**SOURCE EXTRACT**

========================================================================

The proper solution to this is "Server-Side Rendering" (SSR). I've tried SSR before, but it doesn't work. A lot of the code wasn't made for it in mind so it just fails. To fix it would mean going through a lot of code and also making sure any future code works in both cases. It's a big investment.
An alternative I've been thinking of is to go through every page in a web browser and dump the HTML. I've tried it this week using Puppeteer to automate the process and... it works.
There are a few issues though: cache invalidation (as always) and deciding where to run it. It can't run server-side since it's using a whole web browser which is slow and eats up a lot of resources, so it'll need to run in parallel. Which in turn means it'll need to know which pages to cache.
Right now, the experiment is using the sitemap.xml to scrape FrontierNav. That works for the more simple pages. But pages like the Maps have potentially hundreds of elements, and dumping all of that into HTML will be ridiculous. These pages are the most likely to be shared on social media. I could strip the excess post-render, but then the solution becomes more complex, at which point SSR becomes more appealing again.
Running in parallel is also a lot of waste since the vast majority of pages won't be directly navigated to. I could make it more intelligent and have it use access logs to find the pages it should cache, but then it's caching after the fact so it'll always be one step behind.
I've become more comfortable using Web Workers now. My first implementation of it for the Universal Search had a single global Worker searching across multiple indexes. Now, there's one for each index, created only when Search is activated and discarded after. I really can't tell what difference it's made since there aren't any Dev Tools that show individual performance metrics, but from an implementation point of view, it makes a lot more sense. There's no point having Workers waiting around, hogging resources.
Agility, the mobbing timer I made a while back, had a bug report. Since it's just a single web page, I recently stripped it down from a Middleman static generated site, to a simple static site with no build step. It's a lot easier to maintain now. I'm still a bit reluctant to be maintaining it though since it's not something I use anymore and I'm not getting anything out of it. But it's not a big deal.
I can't remember how I started going down this route, but I do know that as someone with multiple websites, I should be doing the most to ensure nothing malicious is being loaded onto my viewer's computer.
Actually, I do remember. I was looking into how FrontierNav can introduce an iframe-based, postMessage API to allow third-party integrations -- an exciting topic for another time. Loading iframes from other places is of course open to abuse, so I looked into securing it.
My sound card died this week. I didn't mind. A year ago I assumed the inteference coming from my speakers was from my motherboard's on-board sound so I bought a PCI one, avoiding an external one so that I don't have to deal with more cabling.
When I switched from Windows to Linux as my main operating system, the main issue I had was with drivers. Sound (Asus), Wi-Fi (Broadcom) and Video (Nvidia). They're all propertietory and Linux support is abysmal thanks to various free versus proprietary conflicts in interest.

========================================================================

**THE TASKS**
1. According to the FrontierNav development notes, why can't the Puppeteer page-dumping approach run server-side, and what does that force it to do instead?
2. Write the next part of the FrontierNav development notes, picking up after the last sentence shown.

**AVAILABLE DATA**
========================================================================

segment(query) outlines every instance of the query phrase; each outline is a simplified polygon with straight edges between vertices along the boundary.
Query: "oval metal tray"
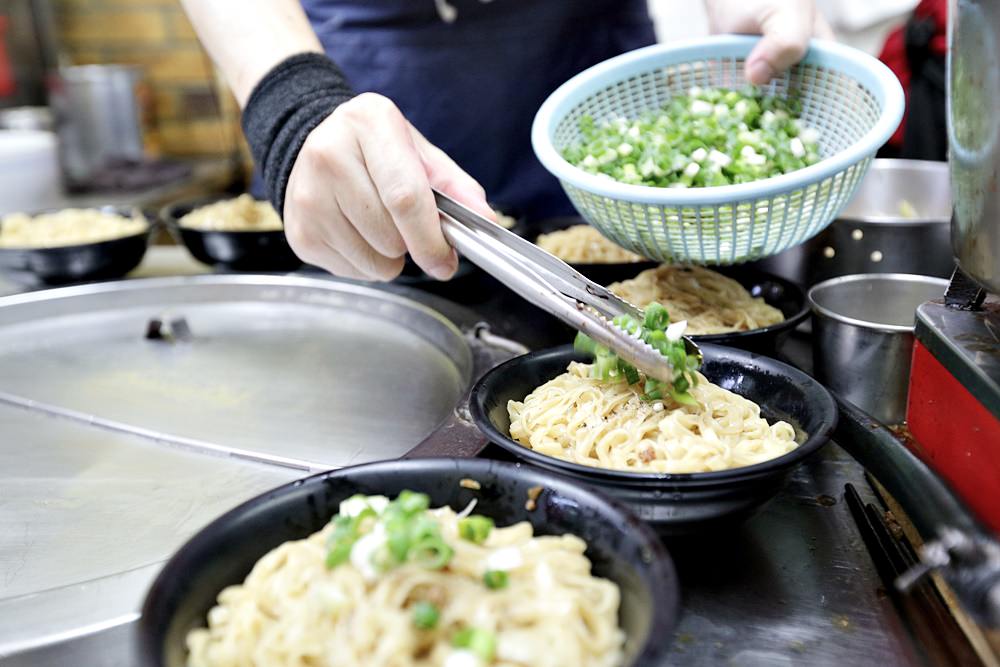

========================================================================

**OUTPUTS FOR THE TASKS**
1. It drives a whole web browser, which is slow and uses a lot of resources, so it can't run server-side. It has to run in parallel instead, which means it needs to know which pages to cache.

2.
I use CentOS on my servers, so I thought I'd try Fedora. But since Fedora has a Free Software policy, most of the drivers weren't officially supported. The sound didn't work at all. So I chose Linux Mint which came with everything out of the box.
After a few months, I noticed my speakers were still picking up random radio stations every now and then so I bought new ones. Problem solved. I didn't notice a difference in sound quality either with the sound card. So it was all a waste of time.
It seems since then Fedora 30 has greatly improved its support. After the sound card died and with the issues I've been having since last week, I gave Fedora another chance. This time, everything worked -- except the WiFi, so I switched over to my old PowerLAN, which now works because I relocated my router to a different room. Though, I'm not sure if the PowerLAN or Fedora is the cause of the random lag I've getting on my network. What a mess.
On the bright side, I actually like using GNOME now. I've always been an Xfce fanboy, but I've had do deal with a ton of caveats over the last year. Firefox flickers randomly and gives me a headache. The panels go out of sync with my multi-monitor setup. Music stops playing when I lock the screen. Screen tearing everywhere with Nouveau drivers. Broken resolutions with Nvidia drivers. The list is endless.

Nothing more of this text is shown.